● CONSIGNES:
a – Relevez tous les chanteurs que la chronique sur Séraphin cite en exemple de la mode qui consiste à revisiter les classiques.
b – Poursuivez la chronique sur Séraphin à partir de sa dernière phrase.

● EXTRAIT DU TEXTE:
* * * * * * *
Ondes de choc

Les aventures de la liberté

Après avoir été annoncée à grands coups de trompettes, l’adaptation cinématographique d’Un homme et son péché débarque finalement dans les salles.

Eh oui: Séraphin. En 2002.

Le monde brûle, la démocratie est en crise, les civilisations s’entrechoquent, l’homme est confronté à des questions morales de première importance, et qu’est-ce qu’on nous propose? Une nouvelle adaptation de l’oeuvre de Claude-Henri Grignon. Même pas une relecture: une illustration.

C’est ce qu’on appelle un projet pertinent. On avait autant besoin de Séraphin Poudrier que du Coke vanille.

Le plus bizarre dans ce projet, c’est qu’il est réalisé par Charles Binamé, celui-là même qui nous a donné Eldorado et Le Coeur au poing. Le cinéaste de la dérive urbaine plongé dans l’univers torpinoucheviande à chienmy my du terroir québécois le plus profond. Que nous prépare-t-on comme prochain coup? Menaud, maître draveur 2? Le Fils d’Aurore, l’enfant martyre?

Remarquez, lorsqu’on y pense à deux fois, ce retour aux sources est vachement tendance. De Brian Ferry à Rod Stewart, en passant par George Michael et Robbie Williams, la mode chez les chanteurs en panne d’inspiration est de revisiter les classiques. Chanter du Gershwin, siffloter du Cole Porter, se frotter aux standards de la chanson américaine. Reculer pour mieux engranger le cash.

Cela dit, qu’est venu faire Binamé dans ce canot d’écorce? La question m’a trotté dans la tête tout au long du (très, très long) visionnement de Séraphin.

Jusqu’à ce que je trouve un semblant de réponse.

Avec Séraphin, Binamé ne contredit pas ses films précédents. Il fait juste nous montrer un autre côté de la même médaille.

(Suivez mon raisonnement, ça ne fera pas mal, je vous jure.)

***

Séraphin nous montre des gens épris de liberté. Des hommes et des femmes étranglés par les conventions et la religion, incapables d’aller au bout d’eux-mêmes, condamnés à une vie d’abnégation.

Des êtres humains qui étouffent parce qu’ils n’ont pas le choix.

Alors que dans Eldorado et Le Coeur au poing, c’était le contraire. Les personnages étouffaient non parce qu’ils n’avaient aucun choix, mais parce qu’ils avaient justement trop de choix. Ce n’est pas la lourdeur des structures qui les tuait à petit feu, mais l’absence de structure.

Le premier film traite de claustrophobie. Les deux autres, d’agoraphobie. Deux facettes d’une même problématique.

Donalda est la soeur jumelle du personnage incarné par Pascale Bussières dans Eldorado. Autant l’une veut s’échapper, autant l’autre veut se raccrocher.
* * * * * * *
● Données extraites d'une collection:
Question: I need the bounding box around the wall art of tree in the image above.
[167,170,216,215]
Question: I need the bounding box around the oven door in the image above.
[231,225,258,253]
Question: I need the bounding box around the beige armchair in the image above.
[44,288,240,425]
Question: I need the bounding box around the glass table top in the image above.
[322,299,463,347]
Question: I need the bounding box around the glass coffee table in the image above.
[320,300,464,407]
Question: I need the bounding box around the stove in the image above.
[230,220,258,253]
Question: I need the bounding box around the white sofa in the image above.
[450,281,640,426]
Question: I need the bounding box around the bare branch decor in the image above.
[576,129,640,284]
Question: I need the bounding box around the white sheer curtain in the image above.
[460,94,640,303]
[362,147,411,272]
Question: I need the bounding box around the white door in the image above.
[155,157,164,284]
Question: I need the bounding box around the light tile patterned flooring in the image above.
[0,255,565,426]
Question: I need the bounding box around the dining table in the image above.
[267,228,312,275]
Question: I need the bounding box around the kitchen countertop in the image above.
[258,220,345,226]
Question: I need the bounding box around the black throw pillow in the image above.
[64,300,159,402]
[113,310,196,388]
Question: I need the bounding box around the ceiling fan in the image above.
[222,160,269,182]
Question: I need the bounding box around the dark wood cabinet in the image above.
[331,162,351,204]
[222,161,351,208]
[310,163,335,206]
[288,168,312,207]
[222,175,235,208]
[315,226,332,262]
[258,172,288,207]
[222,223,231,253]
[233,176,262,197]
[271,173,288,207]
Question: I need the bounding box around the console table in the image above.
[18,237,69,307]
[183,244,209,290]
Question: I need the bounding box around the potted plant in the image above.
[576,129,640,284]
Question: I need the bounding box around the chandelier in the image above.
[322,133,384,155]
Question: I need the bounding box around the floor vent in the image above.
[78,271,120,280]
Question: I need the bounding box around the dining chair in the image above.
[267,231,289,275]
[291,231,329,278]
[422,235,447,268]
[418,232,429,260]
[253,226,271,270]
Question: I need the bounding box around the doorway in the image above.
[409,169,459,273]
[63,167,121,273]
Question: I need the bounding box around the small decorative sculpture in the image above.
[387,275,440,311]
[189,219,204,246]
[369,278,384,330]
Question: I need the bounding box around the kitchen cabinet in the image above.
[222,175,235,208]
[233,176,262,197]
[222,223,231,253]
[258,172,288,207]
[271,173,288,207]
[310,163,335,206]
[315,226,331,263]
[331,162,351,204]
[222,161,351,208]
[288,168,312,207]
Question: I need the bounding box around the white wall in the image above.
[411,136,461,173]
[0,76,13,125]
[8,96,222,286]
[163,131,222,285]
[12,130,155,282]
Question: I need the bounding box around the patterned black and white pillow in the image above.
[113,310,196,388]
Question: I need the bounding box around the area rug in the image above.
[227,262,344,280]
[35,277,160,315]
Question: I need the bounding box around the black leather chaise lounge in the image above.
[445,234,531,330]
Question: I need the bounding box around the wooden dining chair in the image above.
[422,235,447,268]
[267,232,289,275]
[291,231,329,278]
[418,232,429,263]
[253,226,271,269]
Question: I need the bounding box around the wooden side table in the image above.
* * * * * * *
● CORRIGÉ:
a – Brian Ferry, Rod Stewart, George Michael, Robbie Williams

b –
L’épouse de Séraphin rêve de sortir de sa cabane en bois rond pour se perdre dans la forêt laurentienne. Alors que les enfants blessés d’Eldorado voulaient, eux, quitter la jungle urbaine pour enfin trouver un home sweet home où panser leurs plaies.

Donalda, Bidou, Séraphin et Alexis nous apparaissent comme des bagnards, des esclaves. Mais sommes-nous plus libres qu’eux?

La ville d’Eldorado n’était-elle pas, elle aussi, une prison? Les gens qui sont condamnés à tourner en rond sont-ils plus heureux que ceux qui ne peuvent aller nulle part?

Qu’est-ce qui est pire: devoir passer sa vie à côté d’une personne que l’on n’aime pas, ou multiplier les aventures sans conséquence ni lendemain?

Dans Hardcore, le célèbre film de Paul Schrader, une prostituée discute avec un père de famille hyper catho. "Nous sommes pareils tous les deux, lui dit-elle. Pour vous, le sexe est si peu important que vous ne faites jamais l’amour. Pour moi, il est si peu important que je passe mon temps à baiser."

C’est la problématique à la base même des films de Binamé: la liberté dans tous ses états. Ceux qui en manquent. Ceux qui en ont trop.

"Si Dieu est mort, alors tout est possible", écrivait Dostoïevski. Et si tout est possible, rien n’est condamnable. Il n’y a plus de bien ou de mal, de haut ou de bas, aucun repère, aucun instrument de mesure, aucun compas pour nous guider.

Les contemporains de Séraphin souffraient de ne jamais pouvoir échapper au regard de Dieu. Alors que nous souffrons de vivre dans un monde sans arbitre ni juge.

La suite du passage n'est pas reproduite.